*** Block opens ***
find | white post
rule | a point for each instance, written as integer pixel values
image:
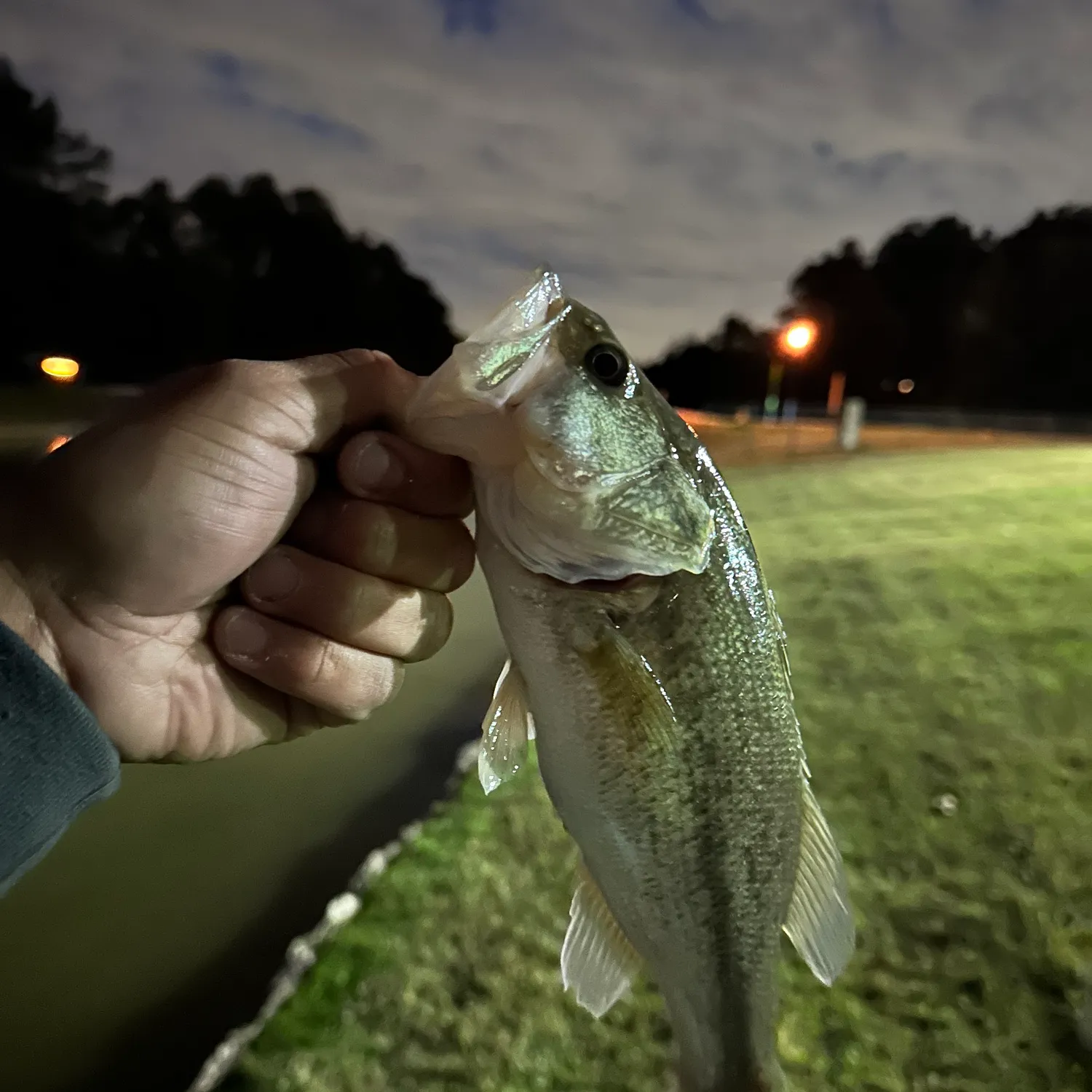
(849, 430)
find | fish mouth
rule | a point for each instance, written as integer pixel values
(622, 585)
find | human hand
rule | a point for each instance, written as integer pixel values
(126, 544)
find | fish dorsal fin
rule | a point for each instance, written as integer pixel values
(598, 962)
(782, 640)
(820, 919)
(506, 729)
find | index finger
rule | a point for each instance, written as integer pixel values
(316, 400)
(384, 467)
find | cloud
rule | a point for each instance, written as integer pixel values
(674, 159)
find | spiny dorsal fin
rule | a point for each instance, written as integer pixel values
(598, 962)
(782, 640)
(820, 919)
(506, 729)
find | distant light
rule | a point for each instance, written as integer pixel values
(61, 368)
(799, 336)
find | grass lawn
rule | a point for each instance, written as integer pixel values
(939, 617)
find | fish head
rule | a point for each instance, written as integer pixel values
(574, 467)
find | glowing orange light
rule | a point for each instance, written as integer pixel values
(61, 368)
(797, 338)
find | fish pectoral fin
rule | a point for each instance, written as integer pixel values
(820, 919)
(506, 729)
(598, 962)
(628, 685)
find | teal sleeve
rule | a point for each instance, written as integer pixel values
(55, 759)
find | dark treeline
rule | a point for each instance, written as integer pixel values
(974, 320)
(142, 285)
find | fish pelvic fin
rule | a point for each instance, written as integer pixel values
(598, 962)
(506, 729)
(820, 919)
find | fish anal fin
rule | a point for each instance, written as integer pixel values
*** Block closes ***
# Task to complete
An exact printout is needed of the lines from the one containing "find | fish anal fin" through the end of the listing above, both of those lines included, and nothing else.

# Solution
find | fish anal fin
rule | a point for each instance, written as integer pixel values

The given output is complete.